**WHAT YOU HAVE TO DO**
Pull out each line below that contains the word "woman" and copy it unchanged.

**DATA FOR THIS TASK**
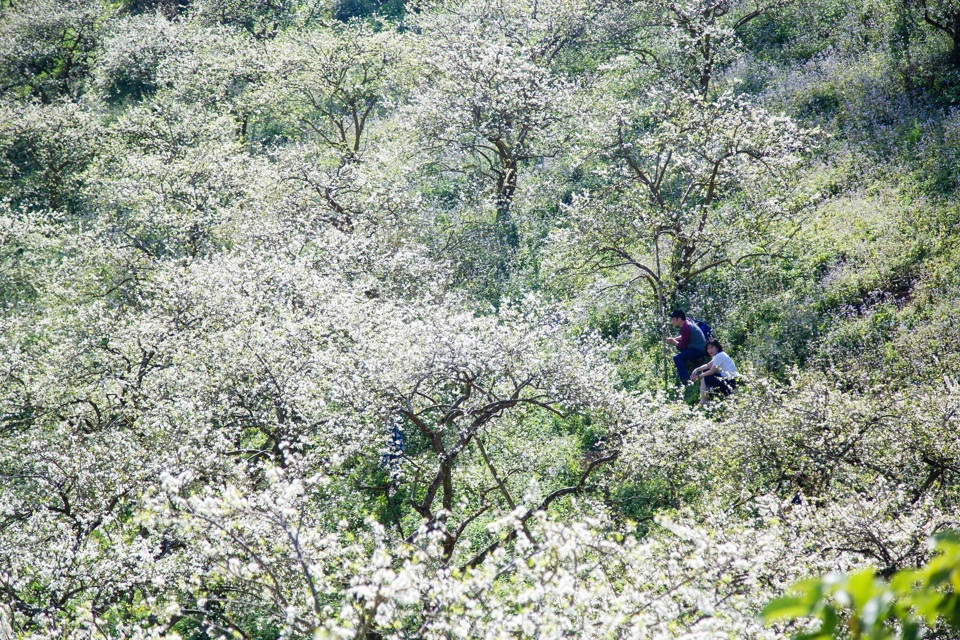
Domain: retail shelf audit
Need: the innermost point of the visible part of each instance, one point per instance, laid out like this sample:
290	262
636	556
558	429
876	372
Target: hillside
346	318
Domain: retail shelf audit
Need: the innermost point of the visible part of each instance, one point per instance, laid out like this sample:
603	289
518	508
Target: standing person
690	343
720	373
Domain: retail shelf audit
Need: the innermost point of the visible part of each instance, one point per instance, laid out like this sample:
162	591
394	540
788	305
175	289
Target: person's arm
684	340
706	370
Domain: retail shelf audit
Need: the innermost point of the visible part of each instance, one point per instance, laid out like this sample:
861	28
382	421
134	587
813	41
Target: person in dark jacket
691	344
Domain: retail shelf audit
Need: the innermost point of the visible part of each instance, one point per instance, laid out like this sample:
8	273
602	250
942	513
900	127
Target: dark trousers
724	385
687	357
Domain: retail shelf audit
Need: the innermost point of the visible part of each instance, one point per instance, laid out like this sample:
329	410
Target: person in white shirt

--

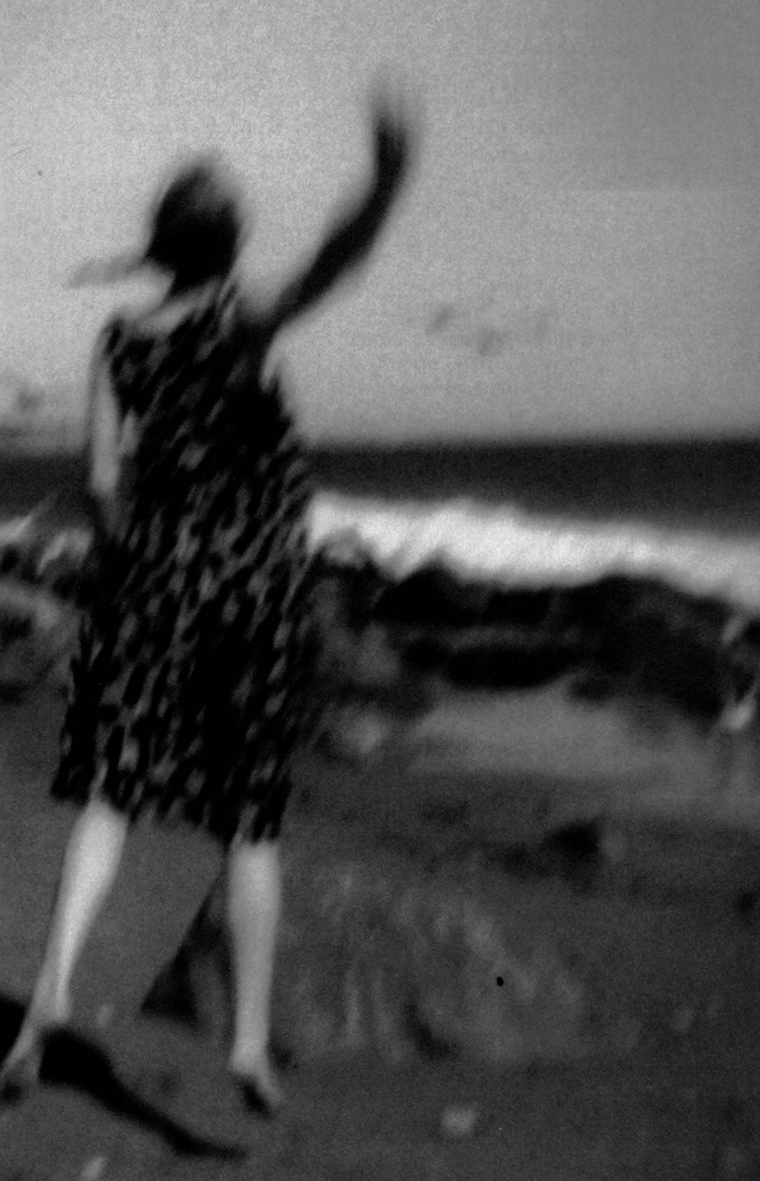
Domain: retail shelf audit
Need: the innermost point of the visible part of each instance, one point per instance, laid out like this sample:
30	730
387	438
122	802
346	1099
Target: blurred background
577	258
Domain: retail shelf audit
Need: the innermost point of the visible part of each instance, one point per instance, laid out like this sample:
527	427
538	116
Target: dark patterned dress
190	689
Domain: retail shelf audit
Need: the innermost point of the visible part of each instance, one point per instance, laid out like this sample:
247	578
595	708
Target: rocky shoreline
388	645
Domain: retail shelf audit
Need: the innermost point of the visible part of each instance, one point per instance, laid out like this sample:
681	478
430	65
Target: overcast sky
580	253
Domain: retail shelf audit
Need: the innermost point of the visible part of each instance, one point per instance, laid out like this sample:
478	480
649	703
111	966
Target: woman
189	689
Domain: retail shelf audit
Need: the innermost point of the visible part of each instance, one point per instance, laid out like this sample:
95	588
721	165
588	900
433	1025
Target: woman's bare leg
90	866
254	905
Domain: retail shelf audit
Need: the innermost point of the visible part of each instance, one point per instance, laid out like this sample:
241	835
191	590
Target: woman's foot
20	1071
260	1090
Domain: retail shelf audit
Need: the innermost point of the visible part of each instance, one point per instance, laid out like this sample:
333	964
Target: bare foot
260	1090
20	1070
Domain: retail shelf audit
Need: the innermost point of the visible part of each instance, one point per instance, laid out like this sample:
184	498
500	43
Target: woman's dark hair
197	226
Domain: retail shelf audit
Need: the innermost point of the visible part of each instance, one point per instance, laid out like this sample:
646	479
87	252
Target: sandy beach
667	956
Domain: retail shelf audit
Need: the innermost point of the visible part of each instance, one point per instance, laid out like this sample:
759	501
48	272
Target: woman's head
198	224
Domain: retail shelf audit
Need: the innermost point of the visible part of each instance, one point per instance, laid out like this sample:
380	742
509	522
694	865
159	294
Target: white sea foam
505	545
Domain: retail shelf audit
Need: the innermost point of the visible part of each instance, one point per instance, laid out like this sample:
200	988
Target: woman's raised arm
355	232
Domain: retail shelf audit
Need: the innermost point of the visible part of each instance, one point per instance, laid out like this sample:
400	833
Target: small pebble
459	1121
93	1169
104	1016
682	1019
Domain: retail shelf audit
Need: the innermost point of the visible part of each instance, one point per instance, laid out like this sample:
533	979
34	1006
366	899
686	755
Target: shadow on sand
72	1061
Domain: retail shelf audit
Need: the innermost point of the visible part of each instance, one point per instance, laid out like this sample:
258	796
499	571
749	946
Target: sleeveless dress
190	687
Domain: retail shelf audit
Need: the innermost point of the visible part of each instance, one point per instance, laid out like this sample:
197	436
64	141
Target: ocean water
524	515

**THE ANSWER**
Target: woman
Target: woman's bare leg
Target: woman's foot
Target: woman's dark hair
Target: woman's head
Target: woman's raised arm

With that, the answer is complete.